▶ **Given request**
Could you rewrite the material below with each "deepest" changed to "innermost" and nothing else altered?

▶ **Excerpted data**
<<<<

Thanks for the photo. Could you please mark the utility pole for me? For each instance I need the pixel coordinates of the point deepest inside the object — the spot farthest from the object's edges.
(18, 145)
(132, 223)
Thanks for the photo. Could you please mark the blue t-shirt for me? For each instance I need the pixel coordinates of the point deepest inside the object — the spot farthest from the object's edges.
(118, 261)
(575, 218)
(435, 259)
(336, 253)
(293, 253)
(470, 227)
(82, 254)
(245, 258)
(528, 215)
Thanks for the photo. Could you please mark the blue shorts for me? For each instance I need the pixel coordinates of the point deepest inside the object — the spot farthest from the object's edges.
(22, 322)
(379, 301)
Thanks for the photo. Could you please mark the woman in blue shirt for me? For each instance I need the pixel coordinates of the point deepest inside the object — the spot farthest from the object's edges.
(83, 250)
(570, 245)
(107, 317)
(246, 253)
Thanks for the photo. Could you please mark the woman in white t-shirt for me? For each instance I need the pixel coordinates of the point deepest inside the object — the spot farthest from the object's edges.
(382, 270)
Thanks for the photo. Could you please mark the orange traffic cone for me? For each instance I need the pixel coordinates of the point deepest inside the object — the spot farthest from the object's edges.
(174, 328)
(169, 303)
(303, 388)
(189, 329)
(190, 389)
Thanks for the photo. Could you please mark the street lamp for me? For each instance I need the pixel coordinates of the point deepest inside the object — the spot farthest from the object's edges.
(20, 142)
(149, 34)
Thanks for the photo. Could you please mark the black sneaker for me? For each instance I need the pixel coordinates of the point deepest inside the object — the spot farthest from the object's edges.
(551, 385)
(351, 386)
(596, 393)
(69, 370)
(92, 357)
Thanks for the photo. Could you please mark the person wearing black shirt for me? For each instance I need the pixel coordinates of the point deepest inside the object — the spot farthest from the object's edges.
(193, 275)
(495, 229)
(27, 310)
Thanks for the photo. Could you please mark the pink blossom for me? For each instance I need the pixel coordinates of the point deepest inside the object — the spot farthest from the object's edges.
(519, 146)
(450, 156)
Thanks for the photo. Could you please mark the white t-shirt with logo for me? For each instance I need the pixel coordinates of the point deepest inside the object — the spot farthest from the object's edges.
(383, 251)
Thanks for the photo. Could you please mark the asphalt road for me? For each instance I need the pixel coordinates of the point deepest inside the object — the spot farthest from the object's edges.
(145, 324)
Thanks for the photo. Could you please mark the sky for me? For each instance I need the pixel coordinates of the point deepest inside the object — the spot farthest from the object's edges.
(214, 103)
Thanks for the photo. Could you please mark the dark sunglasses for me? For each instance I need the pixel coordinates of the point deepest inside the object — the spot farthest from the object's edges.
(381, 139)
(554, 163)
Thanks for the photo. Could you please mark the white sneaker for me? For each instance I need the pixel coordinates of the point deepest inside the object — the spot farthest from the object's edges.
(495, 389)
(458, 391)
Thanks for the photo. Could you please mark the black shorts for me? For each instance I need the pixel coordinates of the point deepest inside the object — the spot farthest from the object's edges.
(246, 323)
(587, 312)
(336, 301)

>>>>

▶ **Result of the exercise**
Thanks for the photo. Could you please mark the utility pole for me? For each instance I need the pixel coordinates of the point innermost inside the object — the spot farthest from the object's edges.
(18, 145)
(132, 223)
Thanks for the photo. Could you please mark the blue t-shirt for me? For each instance I need the pixel coordinates of the point innermost inside the object — the spot farthest from the object's edges.
(118, 261)
(575, 218)
(435, 259)
(336, 253)
(293, 253)
(470, 227)
(82, 254)
(245, 258)
(528, 215)
Thanks for the photo. Could you please mark the blue shorts for me? For each instance I need the pixel coordinates of the point innermost inside the object — the spot farthest from the object's edges.
(22, 322)
(379, 301)
Thanks for the photo. Could you please mark the woman in blue shirt for me? For each instance I need the pixel coordinates of the point innermost inside the object — the spot farthest from the object's edges.
(83, 250)
(570, 245)
(107, 317)
(246, 253)
Thanks for the photo. Could you please mark the woman in white t-shirt for me? For each instance I need the pixel coordinates of the point innermost inside the object — the spot farthest from the object's edges.
(382, 270)
Thanks for the photo. Could you please mark the orange traffic cone for me? For each instance I need the pixel coordinates of the point innermost inside the object — the spot farthest from the object's edges.
(174, 328)
(169, 303)
(303, 388)
(189, 329)
(190, 389)
Thanks for the photo. Could you please mark the street lamp for me? For each instance I need the pixel coordinates of the point innermost inside the object — the spot farthest from the object's edges.
(20, 142)
(149, 34)
Thanks for the photo. Could you please mark the black sneaker for me? For each instance I need the pixel coordinates of the point innermost inside the object — the spot farthest from the object's edges.
(551, 385)
(351, 386)
(596, 393)
(69, 370)
(92, 357)
Thanks for the photo. Could you please mark the person wearing black shirt for me? For each instance I need the pixel coordinates of the point innermost inside the object — the spot farthest from the object's edges.
(193, 275)
(495, 229)
(27, 310)
Thanks for the photo. Could you please mark the pink blossom for me? For each instance I need the pixel coordinates of the point innermost inside the object — the spot farthest from the object's edges.
(519, 146)
(450, 156)
Thanks for the photo. Could you please mark the white t-shirt with logo for me? For each instance I need the pixel coordinates of the point innermost inside the object — the spot farthest from the object's edges.
(383, 251)
Thanks for the photo. Could you please mark the asphalt road for me? For each instance I need the pixel coordinates of the point innermost inside the object — the spot farthest from the object's edges.
(145, 324)
Thanks for the photo. Could you please mark the sky for me? For each instance I need the pixel coordinates of the point innermost inside the object — the spot farthest from the object's edges.
(214, 103)
Thanks for the photo. Could you please mark the dark sunglasses for me? For each instance I need the pixel coordinates of the point innermost inside the object — the spot farthest from the object's edges.
(381, 139)
(554, 163)
Thanks for the photo. Could you please mark the white sneaker for me? For each instance I need the pixel coordinates of the point innermost inside the object — the spot farthest from the object's edges.
(495, 389)
(458, 391)
Thanks for the photo. Could you please mark the black shorts for me? For each instance I need the pixel coordinates of the point innermost inside the object — the spot farthest from the object's edges.
(246, 323)
(587, 312)
(336, 301)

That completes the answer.